- [What the task requires]:
Nothing but the lines from the one holding "Expected: a marker on each instance of the white road" to the final line of the listing below, both included, should be repeated, and each must match exactly. Omit pictures.

- [Data for review]:
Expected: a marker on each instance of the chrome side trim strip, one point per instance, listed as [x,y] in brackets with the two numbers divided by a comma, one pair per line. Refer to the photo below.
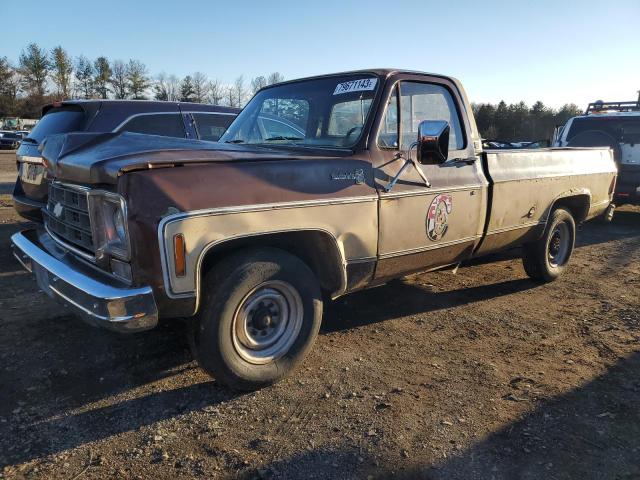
[435,246]
[203,254]
[29,159]
[266,206]
[516,227]
[429,191]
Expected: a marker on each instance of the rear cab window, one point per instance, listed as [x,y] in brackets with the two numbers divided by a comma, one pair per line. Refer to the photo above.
[64,119]
[166,125]
[418,102]
[211,126]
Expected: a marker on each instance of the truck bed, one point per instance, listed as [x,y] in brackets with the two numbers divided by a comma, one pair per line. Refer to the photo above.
[525,184]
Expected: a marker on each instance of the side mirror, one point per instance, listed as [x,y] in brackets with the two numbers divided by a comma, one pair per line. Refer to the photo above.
[433,141]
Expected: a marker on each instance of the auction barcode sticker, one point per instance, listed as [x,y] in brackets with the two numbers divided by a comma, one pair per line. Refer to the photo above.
[356,86]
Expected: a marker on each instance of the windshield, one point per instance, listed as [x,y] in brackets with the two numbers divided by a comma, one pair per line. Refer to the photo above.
[325,112]
[58,120]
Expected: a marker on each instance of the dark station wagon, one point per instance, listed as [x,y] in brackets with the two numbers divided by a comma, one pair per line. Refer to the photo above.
[169,119]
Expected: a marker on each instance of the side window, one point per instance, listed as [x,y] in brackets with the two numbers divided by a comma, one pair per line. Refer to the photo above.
[388,136]
[167,125]
[425,101]
[348,117]
[211,126]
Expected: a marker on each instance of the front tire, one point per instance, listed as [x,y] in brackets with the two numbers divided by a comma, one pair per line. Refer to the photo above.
[547,258]
[260,315]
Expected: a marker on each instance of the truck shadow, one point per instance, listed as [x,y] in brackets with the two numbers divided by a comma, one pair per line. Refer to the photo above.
[590,432]
[400,299]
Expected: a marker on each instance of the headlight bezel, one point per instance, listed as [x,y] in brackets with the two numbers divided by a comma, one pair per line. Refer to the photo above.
[103,207]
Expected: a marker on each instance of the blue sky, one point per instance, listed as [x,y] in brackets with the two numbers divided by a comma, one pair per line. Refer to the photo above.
[554,51]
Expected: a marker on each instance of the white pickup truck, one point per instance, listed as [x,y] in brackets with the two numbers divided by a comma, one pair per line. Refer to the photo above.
[615,125]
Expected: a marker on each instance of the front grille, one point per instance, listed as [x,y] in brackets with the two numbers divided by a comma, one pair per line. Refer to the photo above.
[67,216]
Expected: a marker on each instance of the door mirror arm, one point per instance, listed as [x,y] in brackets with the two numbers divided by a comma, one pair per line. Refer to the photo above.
[408,161]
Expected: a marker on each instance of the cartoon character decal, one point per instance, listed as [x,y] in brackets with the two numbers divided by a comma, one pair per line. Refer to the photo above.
[438,216]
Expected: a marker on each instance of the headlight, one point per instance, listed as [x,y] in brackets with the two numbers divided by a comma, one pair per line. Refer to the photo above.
[108,213]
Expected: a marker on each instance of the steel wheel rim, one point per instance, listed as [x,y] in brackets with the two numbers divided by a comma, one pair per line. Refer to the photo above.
[267,322]
[558,248]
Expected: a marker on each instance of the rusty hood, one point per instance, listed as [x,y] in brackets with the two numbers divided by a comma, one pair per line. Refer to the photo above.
[94,158]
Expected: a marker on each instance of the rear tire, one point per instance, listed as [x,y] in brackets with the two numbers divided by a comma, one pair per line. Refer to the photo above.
[260,314]
[547,258]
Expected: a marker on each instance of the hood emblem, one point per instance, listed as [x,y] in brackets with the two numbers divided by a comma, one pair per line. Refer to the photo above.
[57,210]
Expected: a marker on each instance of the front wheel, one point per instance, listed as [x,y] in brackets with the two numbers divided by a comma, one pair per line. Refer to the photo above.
[547,258]
[261,313]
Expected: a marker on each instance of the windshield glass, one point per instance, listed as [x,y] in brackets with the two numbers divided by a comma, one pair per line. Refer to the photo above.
[58,120]
[325,112]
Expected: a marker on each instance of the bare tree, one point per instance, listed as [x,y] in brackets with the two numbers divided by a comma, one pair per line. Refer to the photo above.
[84,77]
[257,83]
[137,79]
[9,87]
[161,87]
[239,91]
[102,76]
[173,85]
[62,72]
[200,87]
[187,92]
[119,79]
[275,77]
[216,92]
[34,68]
[230,94]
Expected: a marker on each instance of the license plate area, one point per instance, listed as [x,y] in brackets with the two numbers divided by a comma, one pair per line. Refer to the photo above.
[42,279]
[32,173]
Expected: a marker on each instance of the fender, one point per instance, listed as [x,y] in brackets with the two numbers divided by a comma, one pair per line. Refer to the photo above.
[350,223]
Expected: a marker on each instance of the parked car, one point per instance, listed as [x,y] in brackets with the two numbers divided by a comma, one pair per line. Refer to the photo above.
[615,125]
[9,139]
[384,176]
[171,119]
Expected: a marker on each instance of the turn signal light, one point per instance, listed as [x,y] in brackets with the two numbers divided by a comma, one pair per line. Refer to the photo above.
[179,255]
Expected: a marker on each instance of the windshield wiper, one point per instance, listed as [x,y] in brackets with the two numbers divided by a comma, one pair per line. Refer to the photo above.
[280,137]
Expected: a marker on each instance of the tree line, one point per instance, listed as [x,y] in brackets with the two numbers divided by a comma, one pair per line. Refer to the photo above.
[519,122]
[41,76]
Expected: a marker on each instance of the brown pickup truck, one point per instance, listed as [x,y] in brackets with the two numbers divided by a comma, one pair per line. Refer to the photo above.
[320,187]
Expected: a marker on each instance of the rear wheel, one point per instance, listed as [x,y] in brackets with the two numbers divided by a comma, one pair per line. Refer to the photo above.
[547,258]
[261,313]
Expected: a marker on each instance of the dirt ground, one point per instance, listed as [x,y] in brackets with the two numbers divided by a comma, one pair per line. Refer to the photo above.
[478,375]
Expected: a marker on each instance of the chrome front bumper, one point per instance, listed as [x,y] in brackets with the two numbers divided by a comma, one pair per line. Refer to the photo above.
[119,309]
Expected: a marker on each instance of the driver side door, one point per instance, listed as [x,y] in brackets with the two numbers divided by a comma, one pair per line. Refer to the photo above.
[424,227]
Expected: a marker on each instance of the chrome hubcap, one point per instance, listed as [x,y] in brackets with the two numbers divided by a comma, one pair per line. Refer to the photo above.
[559,245]
[267,322]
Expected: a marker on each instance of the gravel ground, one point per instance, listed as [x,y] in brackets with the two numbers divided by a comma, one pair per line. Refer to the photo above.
[478,375]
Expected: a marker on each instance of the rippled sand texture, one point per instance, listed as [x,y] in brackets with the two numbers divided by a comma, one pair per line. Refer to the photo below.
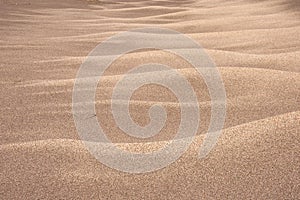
[255,45]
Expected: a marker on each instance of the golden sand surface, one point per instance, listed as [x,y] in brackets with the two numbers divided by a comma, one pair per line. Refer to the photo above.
[256,47]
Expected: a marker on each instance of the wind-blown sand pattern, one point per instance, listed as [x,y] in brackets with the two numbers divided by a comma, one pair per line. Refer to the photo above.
[256,47]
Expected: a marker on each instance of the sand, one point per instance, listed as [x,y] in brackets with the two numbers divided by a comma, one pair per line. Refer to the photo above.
[256,47]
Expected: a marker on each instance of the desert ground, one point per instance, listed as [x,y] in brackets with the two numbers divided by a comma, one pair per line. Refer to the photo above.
[254,44]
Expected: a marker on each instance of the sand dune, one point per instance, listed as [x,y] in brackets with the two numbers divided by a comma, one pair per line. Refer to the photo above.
[256,47]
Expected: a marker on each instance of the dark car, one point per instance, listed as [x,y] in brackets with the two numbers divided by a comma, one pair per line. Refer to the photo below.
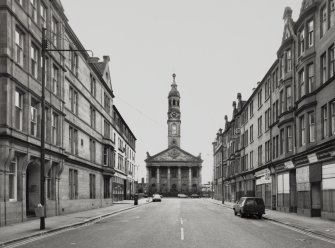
[250,206]
[195,196]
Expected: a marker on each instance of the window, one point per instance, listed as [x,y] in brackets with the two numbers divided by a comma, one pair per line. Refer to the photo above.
[106,187]
[73,140]
[55,80]
[288,98]
[33,12]
[323,21]
[311,84]
[289,139]
[43,13]
[73,184]
[323,68]
[310,26]
[324,116]
[311,126]
[268,151]
[260,129]
[18,110]
[54,128]
[331,61]
[54,31]
[282,138]
[93,116]
[260,155]
[301,78]
[282,101]
[302,42]
[92,186]
[251,108]
[93,86]
[74,62]
[33,117]
[332,12]
[302,130]
[12,180]
[73,100]
[19,36]
[107,102]
[260,98]
[51,182]
[106,129]
[288,61]
[34,60]
[92,150]
[332,118]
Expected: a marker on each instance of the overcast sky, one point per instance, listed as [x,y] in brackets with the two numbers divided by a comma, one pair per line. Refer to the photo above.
[217,48]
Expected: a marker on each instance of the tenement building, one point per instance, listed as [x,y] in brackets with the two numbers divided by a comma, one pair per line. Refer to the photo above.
[280,142]
[90,150]
[173,170]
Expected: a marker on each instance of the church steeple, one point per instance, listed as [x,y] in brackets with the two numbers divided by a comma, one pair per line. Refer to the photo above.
[174,115]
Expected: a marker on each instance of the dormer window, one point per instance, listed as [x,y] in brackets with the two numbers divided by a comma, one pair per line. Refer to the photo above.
[310,26]
[302,42]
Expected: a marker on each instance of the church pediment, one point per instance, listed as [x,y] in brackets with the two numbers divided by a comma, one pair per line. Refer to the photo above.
[174,154]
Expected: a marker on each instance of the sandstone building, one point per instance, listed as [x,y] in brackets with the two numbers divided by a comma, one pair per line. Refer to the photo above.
[90,150]
[280,142]
[173,170]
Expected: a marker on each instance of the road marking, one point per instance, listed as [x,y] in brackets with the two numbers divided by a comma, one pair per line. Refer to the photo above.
[307,233]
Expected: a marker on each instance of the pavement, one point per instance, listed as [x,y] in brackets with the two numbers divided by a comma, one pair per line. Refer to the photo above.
[181,223]
[314,225]
[20,232]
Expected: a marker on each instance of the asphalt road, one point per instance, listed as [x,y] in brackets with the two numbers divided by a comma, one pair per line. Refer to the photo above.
[180,223]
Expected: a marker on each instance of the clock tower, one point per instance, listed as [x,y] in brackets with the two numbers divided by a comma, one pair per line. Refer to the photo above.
[174,115]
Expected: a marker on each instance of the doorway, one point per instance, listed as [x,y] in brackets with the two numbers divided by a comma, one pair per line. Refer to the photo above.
[32,188]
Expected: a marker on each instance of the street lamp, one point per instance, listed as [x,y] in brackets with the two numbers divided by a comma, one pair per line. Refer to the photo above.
[42,168]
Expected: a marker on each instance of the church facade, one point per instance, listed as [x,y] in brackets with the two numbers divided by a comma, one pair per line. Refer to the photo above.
[173,170]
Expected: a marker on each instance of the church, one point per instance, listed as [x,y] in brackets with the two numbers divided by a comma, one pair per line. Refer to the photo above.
[173,170]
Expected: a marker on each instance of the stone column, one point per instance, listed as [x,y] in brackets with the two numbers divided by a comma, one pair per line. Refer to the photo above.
[189,179]
[179,179]
[158,181]
[169,180]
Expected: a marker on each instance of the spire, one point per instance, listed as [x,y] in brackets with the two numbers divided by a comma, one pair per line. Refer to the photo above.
[174,92]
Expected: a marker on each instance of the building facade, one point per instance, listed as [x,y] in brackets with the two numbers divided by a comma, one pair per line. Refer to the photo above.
[280,143]
[82,124]
[173,170]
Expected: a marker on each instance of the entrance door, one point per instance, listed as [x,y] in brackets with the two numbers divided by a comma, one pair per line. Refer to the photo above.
[316,199]
[32,188]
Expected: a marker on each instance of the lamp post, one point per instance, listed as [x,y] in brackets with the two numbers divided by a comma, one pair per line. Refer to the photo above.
[42,161]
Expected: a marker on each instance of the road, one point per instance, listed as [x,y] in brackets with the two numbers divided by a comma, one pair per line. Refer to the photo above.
[193,223]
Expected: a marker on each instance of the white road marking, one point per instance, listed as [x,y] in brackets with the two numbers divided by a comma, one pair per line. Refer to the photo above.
[310,234]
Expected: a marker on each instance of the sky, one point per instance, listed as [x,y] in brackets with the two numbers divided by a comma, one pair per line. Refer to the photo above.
[217,48]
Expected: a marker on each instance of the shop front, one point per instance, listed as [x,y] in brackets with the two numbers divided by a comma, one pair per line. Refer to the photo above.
[286,187]
[263,186]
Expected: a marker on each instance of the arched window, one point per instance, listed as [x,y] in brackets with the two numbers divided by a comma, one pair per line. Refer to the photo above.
[174,129]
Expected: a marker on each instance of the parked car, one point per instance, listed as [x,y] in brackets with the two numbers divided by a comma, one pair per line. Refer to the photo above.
[195,196]
[156,197]
[249,206]
[182,196]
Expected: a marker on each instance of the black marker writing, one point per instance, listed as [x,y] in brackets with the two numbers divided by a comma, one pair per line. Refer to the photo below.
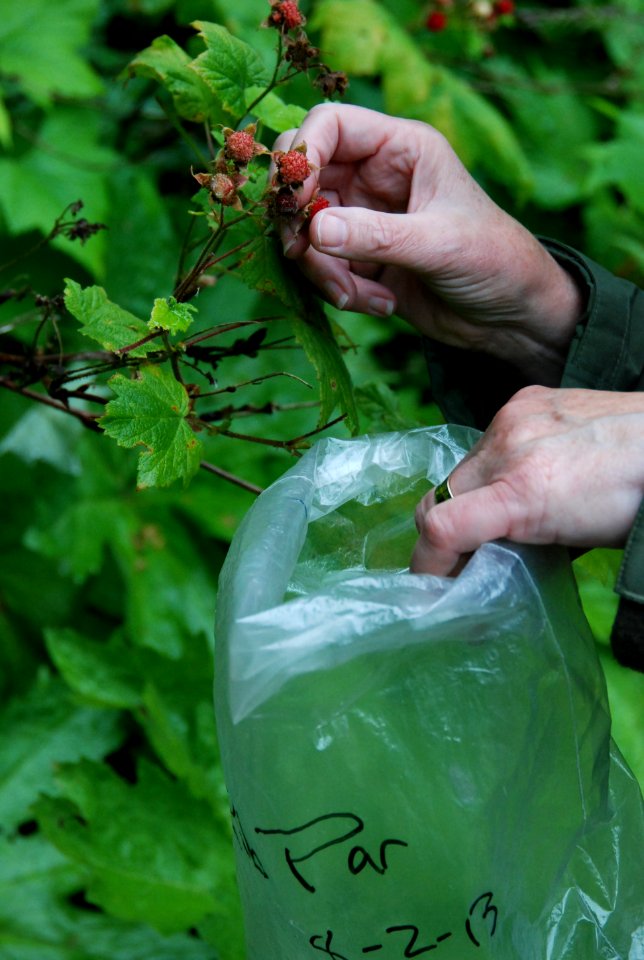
[350,826]
[489,910]
[240,836]
[327,946]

- [Exercise solution]:
Expected: a marker on each instance of the white road marking, one point per instance, listed as [x,y] in brackets with the two numbers divided by a comma, one pair per line. Refer to the photo above.
[310,234]
Expected: a marker on each instance of the sky, one point per instance, listed as [x,y] in brackets with the two numbers divided by a comma, one pair per line. Refer to the photo above.
[217,48]
Expected: a marker on each instance of the shop front, one point per instance, listed as [x,y] in brackets with the two numbers divided by a comma, one pair per line. Refer to the photo above.
[286,187]
[263,186]
Expected: a marker on each instance of the arched window, one point per instance, listed as [x,y] in brackets with the two numbers divided by a comma, one pair per line. Refer to the photo above.
[174,129]
Expected: a marker on each instance of the parked car, one point per instance, listed as [x,y] in brackets with the two numbers divided by a comma, one pair per line. Refer to the photo above.
[195,196]
[156,197]
[249,206]
[182,196]
Expected: a marker on each instance of the black marker writing, one point per instance, listed as [x,y] in brackets with the two numbers divided by a comma, one pair per line. Refer to the photo below.
[350,826]
[489,910]
[240,836]
[327,946]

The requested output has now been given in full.